_DIRECTIONS_: Your job is to return every line in the data holding the string "sample".

Region pointing data:
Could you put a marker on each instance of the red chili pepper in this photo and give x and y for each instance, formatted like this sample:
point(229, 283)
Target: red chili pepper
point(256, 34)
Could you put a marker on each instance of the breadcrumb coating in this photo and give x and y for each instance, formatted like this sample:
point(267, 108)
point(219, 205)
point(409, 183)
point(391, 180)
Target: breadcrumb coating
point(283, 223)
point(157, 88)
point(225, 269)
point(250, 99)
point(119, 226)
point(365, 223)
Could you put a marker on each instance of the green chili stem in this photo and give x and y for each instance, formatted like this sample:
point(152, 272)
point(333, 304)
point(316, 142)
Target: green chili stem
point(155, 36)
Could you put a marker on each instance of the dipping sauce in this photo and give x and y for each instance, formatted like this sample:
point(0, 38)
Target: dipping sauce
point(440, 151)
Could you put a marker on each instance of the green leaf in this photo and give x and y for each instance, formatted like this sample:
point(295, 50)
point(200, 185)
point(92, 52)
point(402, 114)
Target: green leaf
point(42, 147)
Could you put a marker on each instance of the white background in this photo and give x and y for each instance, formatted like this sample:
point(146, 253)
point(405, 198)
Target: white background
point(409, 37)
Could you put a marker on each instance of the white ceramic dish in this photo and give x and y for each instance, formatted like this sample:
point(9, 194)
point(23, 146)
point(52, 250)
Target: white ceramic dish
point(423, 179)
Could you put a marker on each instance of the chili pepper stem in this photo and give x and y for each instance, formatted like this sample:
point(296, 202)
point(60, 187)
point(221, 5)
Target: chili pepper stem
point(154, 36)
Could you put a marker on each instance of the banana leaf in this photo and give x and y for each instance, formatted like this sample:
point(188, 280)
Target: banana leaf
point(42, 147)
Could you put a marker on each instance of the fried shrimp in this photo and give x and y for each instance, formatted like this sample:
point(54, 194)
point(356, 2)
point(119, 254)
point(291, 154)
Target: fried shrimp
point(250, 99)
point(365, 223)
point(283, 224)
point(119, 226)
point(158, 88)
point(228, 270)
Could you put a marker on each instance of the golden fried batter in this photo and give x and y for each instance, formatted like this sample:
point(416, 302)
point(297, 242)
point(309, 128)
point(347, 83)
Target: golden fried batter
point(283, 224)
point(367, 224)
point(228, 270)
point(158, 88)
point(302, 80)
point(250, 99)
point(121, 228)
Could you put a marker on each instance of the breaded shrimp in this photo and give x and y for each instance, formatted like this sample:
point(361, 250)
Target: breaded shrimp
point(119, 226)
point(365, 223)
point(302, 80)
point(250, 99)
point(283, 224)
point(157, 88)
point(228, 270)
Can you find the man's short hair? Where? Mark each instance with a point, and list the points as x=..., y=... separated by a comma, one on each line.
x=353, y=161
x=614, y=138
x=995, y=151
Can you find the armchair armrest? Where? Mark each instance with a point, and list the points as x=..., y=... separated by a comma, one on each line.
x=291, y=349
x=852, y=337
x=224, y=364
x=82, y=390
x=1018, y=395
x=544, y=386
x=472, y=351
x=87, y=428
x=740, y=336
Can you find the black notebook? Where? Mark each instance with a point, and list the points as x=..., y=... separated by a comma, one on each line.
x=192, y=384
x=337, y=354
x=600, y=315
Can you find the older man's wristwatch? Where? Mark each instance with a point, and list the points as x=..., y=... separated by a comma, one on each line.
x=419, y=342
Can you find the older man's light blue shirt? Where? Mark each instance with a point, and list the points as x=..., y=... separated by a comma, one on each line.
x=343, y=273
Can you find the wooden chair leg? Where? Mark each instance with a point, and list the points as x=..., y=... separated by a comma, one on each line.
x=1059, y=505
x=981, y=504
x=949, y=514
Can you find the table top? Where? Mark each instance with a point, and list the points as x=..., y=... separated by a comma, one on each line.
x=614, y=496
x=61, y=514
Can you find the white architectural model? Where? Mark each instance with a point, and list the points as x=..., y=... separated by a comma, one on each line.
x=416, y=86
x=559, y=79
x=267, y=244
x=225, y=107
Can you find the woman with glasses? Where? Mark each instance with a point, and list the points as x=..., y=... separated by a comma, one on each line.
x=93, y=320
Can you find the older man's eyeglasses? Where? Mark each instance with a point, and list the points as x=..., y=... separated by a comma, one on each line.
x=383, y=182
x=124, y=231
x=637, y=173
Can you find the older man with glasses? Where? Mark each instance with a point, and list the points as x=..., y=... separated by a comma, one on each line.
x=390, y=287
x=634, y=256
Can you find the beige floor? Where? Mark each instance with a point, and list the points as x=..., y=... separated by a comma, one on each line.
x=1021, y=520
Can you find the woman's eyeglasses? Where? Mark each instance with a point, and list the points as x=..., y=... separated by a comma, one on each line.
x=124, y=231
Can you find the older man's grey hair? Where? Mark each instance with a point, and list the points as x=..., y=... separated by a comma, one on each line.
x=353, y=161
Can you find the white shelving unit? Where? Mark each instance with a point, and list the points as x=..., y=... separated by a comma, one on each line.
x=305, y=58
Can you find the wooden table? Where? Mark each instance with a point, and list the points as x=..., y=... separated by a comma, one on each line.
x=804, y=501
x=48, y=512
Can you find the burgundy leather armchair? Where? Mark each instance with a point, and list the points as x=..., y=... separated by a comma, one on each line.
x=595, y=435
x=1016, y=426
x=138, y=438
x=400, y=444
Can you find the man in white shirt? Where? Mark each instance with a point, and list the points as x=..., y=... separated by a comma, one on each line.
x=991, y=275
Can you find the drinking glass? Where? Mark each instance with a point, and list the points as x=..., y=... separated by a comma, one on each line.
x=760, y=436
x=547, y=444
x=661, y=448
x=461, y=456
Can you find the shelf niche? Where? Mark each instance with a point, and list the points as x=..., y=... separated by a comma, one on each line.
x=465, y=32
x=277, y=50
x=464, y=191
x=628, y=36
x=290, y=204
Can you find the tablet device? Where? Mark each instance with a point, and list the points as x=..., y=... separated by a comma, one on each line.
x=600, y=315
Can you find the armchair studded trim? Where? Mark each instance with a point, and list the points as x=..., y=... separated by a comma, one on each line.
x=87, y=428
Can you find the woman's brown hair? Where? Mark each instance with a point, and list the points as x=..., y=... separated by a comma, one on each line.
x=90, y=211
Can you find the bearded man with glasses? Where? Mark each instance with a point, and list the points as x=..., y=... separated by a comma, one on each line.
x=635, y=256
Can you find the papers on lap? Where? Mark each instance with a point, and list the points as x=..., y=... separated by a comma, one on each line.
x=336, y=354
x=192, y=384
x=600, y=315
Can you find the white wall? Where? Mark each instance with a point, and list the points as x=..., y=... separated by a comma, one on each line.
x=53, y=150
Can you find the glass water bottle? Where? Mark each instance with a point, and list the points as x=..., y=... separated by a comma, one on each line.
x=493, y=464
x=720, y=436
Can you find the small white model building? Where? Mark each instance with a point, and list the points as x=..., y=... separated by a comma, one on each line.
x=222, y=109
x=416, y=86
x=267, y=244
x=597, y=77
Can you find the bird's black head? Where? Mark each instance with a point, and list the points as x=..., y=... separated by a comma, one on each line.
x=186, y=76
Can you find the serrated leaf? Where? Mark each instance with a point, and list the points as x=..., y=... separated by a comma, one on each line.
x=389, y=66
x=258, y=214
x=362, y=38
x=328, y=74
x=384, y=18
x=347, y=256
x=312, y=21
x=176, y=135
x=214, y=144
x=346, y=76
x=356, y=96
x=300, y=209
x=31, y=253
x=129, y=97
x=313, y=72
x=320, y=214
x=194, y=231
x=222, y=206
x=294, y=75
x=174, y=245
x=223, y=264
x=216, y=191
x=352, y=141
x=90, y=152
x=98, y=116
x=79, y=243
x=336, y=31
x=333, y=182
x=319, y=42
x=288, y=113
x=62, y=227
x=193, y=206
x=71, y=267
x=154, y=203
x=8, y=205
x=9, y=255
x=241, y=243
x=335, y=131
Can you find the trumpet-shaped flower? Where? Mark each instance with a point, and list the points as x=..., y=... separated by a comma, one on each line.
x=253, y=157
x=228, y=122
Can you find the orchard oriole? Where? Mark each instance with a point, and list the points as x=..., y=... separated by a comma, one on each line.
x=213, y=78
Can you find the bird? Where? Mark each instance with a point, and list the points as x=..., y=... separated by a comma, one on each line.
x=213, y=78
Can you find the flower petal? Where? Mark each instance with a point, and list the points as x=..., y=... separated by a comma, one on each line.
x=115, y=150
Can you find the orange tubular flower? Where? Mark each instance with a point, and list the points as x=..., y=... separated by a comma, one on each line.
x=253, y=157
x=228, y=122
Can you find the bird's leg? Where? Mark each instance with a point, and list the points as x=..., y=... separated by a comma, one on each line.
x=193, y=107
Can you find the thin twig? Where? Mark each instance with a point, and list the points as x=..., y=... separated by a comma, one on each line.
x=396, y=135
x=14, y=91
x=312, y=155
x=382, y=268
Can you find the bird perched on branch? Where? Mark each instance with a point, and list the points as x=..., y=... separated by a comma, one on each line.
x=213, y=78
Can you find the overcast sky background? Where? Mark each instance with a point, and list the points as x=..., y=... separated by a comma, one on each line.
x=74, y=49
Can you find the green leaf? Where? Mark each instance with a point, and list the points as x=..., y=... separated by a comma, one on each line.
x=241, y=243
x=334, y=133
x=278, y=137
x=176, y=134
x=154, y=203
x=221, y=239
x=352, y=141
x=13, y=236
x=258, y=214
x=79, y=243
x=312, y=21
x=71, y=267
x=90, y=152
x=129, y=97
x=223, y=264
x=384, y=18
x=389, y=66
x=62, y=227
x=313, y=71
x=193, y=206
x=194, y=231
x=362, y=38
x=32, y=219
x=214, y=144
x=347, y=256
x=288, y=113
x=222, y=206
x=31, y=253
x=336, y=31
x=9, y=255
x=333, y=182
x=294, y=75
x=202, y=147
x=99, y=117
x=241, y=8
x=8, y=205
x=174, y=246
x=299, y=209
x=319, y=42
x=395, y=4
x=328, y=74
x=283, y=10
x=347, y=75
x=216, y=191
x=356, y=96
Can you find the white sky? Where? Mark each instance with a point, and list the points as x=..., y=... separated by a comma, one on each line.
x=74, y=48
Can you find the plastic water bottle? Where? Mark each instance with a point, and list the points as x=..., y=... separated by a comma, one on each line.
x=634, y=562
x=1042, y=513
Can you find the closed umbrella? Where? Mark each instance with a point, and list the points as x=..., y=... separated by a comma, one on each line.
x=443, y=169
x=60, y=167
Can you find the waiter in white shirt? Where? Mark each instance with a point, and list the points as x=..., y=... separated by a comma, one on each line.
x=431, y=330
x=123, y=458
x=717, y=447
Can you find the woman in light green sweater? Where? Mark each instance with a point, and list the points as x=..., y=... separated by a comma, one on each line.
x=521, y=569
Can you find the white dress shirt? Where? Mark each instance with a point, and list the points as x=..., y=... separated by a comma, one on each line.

_EXERCISE RESULT_:
Could you put a marker on each instance of the red chili pepper in this photo and give x and y for each instance, formatted like this sample:
Could you put a marker on each instance of the breadcrumb coating in this photo and give x and y for each instance, formatted like this sample:
Could you put a marker on each instance of the green chili stem in this photo and give x and y for each instance, formatted like this sample:
Could you put a marker on each instance of the dipping sauce in this photo and give x and y for each instance, formatted like this sample:
Could you put a marker on each instance of the green leaf in this photo and give x and y for each instance, formatted like this sample:
Could you put a marker on each instance of the white background in this photo and give x and y for each instance, formatted like this sample:
Could you put a marker on each instance of the white ceramic dish in this photo and give x and y for each instance, formatted like this sample:
Could you put a marker on each instance of the chili pepper stem in this photo and give x and y for each instance, formatted like this sample:
Could you put a marker on each instance of the banana leaf in this photo and give x and y for each instance, formatted like this sample:
Could you put a marker on each instance of the fried shrimp in this photo and give x and y for each instance, formatted like this sample:
Could you put a marker on each instance of the golden fried batter in this photo and give x and y for each instance, formatted like this sample:
Could you put a marker on each instance of the breaded shrimp in this photo and give x and y for each instance, formatted like this sample:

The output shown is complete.